# Problem to solve
Rewrite all the items below, replacing "Indicate" with "Mark" and keeping everything else the same. Omit the pictures from your version.

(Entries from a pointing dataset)
================

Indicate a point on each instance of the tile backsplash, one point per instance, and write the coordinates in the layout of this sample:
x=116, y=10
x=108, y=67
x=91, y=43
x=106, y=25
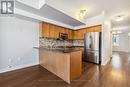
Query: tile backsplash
x=56, y=43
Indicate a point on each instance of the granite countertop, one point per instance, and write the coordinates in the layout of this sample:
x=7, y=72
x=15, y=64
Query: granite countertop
x=63, y=50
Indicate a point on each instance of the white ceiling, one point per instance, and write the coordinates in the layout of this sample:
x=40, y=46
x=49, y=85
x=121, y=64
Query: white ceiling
x=72, y=8
x=50, y=13
x=94, y=7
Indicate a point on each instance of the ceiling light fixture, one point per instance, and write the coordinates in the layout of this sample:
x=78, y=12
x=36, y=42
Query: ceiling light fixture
x=82, y=14
x=119, y=18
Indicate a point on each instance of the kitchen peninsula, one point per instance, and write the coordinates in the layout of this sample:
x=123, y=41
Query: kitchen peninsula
x=65, y=63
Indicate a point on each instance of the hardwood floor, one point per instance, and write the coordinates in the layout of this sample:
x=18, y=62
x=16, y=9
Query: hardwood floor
x=115, y=74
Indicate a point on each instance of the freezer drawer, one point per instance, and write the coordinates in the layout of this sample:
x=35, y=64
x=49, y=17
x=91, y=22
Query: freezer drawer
x=92, y=57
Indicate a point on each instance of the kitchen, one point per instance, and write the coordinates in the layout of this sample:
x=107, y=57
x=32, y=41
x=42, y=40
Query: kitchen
x=58, y=43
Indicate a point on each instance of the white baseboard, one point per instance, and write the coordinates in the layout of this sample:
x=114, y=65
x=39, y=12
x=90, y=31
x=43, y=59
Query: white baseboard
x=104, y=63
x=17, y=67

================

# Response to this exercise
Mark a point on each instance of the tile backsplash, one point per instance, and write the coordinates in the layout of this sample:
x=116, y=10
x=108, y=67
x=91, y=43
x=106, y=25
Query: tile backsplash
x=56, y=43
Mark a point on each instance of the granite countertop, one point per instance, and write the coordinates in the layout of this sample:
x=7, y=72
x=15, y=64
Query: granite countertop
x=63, y=50
Mark a point on each instance of the white ceiling, one point per instance, and write the coordinates in the layout of this sample:
x=40, y=46
x=49, y=85
x=121, y=64
Query: white ceiling
x=72, y=8
x=50, y=13
x=94, y=7
Mark a point on each instance of the ceiling light fixture, one point per instance, and write the coordinates in the layout of this sample:
x=78, y=12
x=36, y=42
Query: ceiling light fixture
x=82, y=14
x=119, y=18
Mark a point on each instance of the kitchen peninsula, one point per instance, and write the coordinates in the layout of this sample:
x=123, y=41
Query: kitchen peninsula
x=65, y=63
Mark a point on each instance of the hardwood floor, one point per instance, and write the coordinates in the layout of this sample:
x=18, y=62
x=16, y=9
Query: hardwood floor
x=115, y=74
Mark a point on each instance of the freezer drawer, one point per instance, and write the coordinates in the layout of this sample:
x=35, y=64
x=49, y=17
x=91, y=22
Query: freezer drawer
x=92, y=57
Mark a point on each instance of the kitchen, one point per instance, and write the coordinates in the layout of this sample:
x=107, y=57
x=32, y=41
x=42, y=40
Query: kitchen
x=58, y=43
Mark a point on each instance of the white baseboard, one point per instance, and write the coordinates in the layout of this sample:
x=114, y=65
x=39, y=12
x=90, y=31
x=43, y=59
Query: white baseboard
x=104, y=63
x=17, y=67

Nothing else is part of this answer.